[Data records]

╔══

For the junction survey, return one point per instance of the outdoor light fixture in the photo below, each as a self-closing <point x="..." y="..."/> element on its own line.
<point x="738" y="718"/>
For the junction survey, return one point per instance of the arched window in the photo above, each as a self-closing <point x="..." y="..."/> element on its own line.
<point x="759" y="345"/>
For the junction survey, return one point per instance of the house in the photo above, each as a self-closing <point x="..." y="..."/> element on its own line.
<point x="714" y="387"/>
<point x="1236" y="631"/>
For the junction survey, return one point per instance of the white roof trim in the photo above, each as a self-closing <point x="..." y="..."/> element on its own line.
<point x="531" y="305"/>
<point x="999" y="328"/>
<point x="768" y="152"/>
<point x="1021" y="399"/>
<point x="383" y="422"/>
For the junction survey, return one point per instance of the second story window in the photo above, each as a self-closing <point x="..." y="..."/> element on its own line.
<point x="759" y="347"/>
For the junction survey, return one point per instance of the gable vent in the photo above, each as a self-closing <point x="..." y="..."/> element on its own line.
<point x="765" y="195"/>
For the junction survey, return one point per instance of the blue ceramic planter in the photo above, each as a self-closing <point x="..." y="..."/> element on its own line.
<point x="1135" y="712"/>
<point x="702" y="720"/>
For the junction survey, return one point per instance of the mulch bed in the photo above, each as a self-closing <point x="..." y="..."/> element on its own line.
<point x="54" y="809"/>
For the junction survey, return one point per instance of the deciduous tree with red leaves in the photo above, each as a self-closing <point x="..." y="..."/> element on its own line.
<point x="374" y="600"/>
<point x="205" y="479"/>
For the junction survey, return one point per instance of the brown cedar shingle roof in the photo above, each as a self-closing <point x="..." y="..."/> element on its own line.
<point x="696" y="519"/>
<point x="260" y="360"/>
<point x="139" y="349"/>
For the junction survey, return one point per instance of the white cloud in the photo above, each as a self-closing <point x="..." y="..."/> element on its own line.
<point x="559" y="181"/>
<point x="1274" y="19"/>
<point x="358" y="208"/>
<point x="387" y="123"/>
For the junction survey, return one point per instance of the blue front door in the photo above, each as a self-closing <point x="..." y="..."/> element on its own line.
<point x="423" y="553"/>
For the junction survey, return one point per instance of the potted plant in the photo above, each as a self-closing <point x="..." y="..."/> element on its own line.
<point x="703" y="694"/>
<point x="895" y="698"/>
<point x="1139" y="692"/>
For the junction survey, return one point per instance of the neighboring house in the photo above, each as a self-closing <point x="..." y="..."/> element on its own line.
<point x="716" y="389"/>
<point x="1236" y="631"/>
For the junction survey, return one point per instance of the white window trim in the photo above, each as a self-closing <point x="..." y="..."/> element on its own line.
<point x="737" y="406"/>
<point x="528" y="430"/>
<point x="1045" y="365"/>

╚══

Work to be completed: Nothing but an exact transcription of the records is expected.

Exercise result:
For the junction survey, return one point per instance of the outdoor light fixture in the photo below, each as a self-closing <point x="..." y="..."/> element on its own line.
<point x="738" y="718"/>
For the junction survey, return one point per instance of the arched window in the photo above, each as a self-closing <point x="..." y="..."/> element on its own line.
<point x="759" y="345"/>
For the junction survey, return one point per instance of the house in the photo above, each as a self-closing <point x="..." y="..."/> element on its own line.
<point x="714" y="387"/>
<point x="1236" y="631"/>
For the junction survey, return one point per instance of the white roof trim in the photo above, each as a self-closing <point x="..." y="..."/> element on its own line.
<point x="531" y="305"/>
<point x="999" y="328"/>
<point x="768" y="152"/>
<point x="1021" y="399"/>
<point x="383" y="422"/>
For the junction survey, return one point per instance of the second story window in the photo above, each as a self-closing <point x="..." y="..."/> element on its own line.
<point x="759" y="347"/>
For the junction survey, return one point per instance of the gable vent in the photo above, each as a self-closing <point x="..." y="..."/> element on its own line.
<point x="765" y="195"/>
For the junction survey, return one point per instance of the blue ceramic planter in the photo above, each as a self-closing <point x="..." y="..."/> element on its own line.
<point x="1135" y="712"/>
<point x="702" y="720"/>
For the junction survey, return one point per instance of the mulch bed in the photo above, each as a self-closing <point x="..." y="..."/> element on its own line.
<point x="54" y="809"/>
For the junction survey, return one point per instance of the deciduous tree with red leaves in the photo above, each as a self-closing <point x="..." y="..."/> element on its own line.
<point x="374" y="600"/>
<point x="205" y="479"/>
For the junction survey, return one point per instance of the brown cedar shingle roof in the photo above, each as a self-closing <point x="..." y="..."/> element on its own line.
<point x="696" y="519"/>
<point x="260" y="360"/>
<point x="139" y="349"/>
For the junction survey, return one point per instance of the white cloud in the photo above, each as a self-closing <point x="..." y="..."/> element on its own line.
<point x="559" y="181"/>
<point x="1274" y="19"/>
<point x="358" y="208"/>
<point x="387" y="123"/>
For the junction survey, return one point per instance of the blue front door in the photo above, each as a self-closing <point x="..." y="..."/> element on its own line.
<point x="423" y="553"/>
For the junction survey, return one point per instance of the potted plant in the photo above, each as a self-closing <point x="..." y="..."/> element on its own line.
<point x="703" y="694"/>
<point x="895" y="698"/>
<point x="1139" y="692"/>
For the junction survey, return one point per instance of the neighboring house in the photo above, each as a self-closing <point x="..." y="..."/> element on its own line.
<point x="716" y="389"/>
<point x="1236" y="631"/>
For the junction survey, return one point per instance of the white window trim in the photo above, each as a self-closing <point x="..." y="..."/> element on its own line.
<point x="737" y="406"/>
<point x="528" y="430"/>
<point x="1045" y="365"/>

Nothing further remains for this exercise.